▶ **Request**
Type out the Kepler passage word for word between "With 34 months" and "of the universe.", inclusive.

▶ **Supplied text**
▽
Leading the charge has been the Kepler space telescope, an orbiting, purpose-built, planet-seeking machine that has been spotting potential exoplanets by the hundreds.
kepler-22b
An artist's impression of exoplanet Kepler-22b

John Timmer, writing for Ars Technica:

With 34 months of data in total, the number of planet candidates has grown to over 3,500, a rise of roughly 30 percent. Although larger planets are easier to spot since they block more light, 600 of these candidates are now Earth-sized or smaller.

Kepler operates by observing the faint dimming that occurs when a planet passes between its star and the telescope. Astronomers have focused on sunlike stars, 42,000 of which have been in Kepler’s view.

Unfortunately, Kepler suffered the debilitating loss of two of its four reaction wheels, devices which keep the craft steady. Without them, its vision isn’t nearly clear enough to keep up its planet-hunting mission, and astronomers can’t shift its gaze to different parts of the universe.

But all is not lost. Kepler may soldier on with a new mission—searching for starquakes—and the time it spent looking for exoplanets has yielded so much data that it’ll be another another few years before scientists have sifted through the backlog. Who knows? Maybe 2014 will be an even better year for exoplanet enthusiasts.
△
▶ **Excerpted records**
▽
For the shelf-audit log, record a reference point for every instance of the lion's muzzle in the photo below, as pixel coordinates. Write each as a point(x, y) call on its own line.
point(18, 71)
△
▽
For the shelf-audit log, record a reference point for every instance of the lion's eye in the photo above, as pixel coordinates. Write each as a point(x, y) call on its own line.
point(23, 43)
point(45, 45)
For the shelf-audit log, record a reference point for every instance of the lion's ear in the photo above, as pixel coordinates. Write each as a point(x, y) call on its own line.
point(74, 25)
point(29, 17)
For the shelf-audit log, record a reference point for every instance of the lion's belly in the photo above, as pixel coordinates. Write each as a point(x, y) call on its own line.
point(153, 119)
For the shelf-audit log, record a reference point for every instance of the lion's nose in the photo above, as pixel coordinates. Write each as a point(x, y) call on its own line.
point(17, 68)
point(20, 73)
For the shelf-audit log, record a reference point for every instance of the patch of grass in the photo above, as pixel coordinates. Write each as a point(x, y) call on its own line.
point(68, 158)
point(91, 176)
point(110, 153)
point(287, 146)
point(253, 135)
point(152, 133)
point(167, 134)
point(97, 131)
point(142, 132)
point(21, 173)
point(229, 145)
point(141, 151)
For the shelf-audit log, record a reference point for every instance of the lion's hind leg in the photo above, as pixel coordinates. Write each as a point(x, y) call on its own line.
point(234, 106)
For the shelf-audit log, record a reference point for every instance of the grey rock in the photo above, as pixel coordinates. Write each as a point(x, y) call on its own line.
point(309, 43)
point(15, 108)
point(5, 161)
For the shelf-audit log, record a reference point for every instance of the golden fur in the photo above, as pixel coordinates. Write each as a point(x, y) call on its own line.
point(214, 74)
△
▶ **Solved exercise**
With 34 months of data in total, the number of planet candidates has grown to over 3,500, a rise of roughly 30 percent. Although larger planets are easier to spot since they block more light, 600 of these candidates are now Earth-sized or smaller.

Kepler operates by observing the faint dimming that occurs when a planet passes between its star and the telescope. Astronomers have focused on sunlike stars, 42,000 of which have been in Kepler’s view.

Unfortunately, Kepler suffered the debilitating loss of two of its four reaction wheels, devices which keep the craft steady. Without them, its vision isn’t nearly clear enough to keep up its planet-hunting mission, and astronomers can’t shift its gaze to different parts of the universe.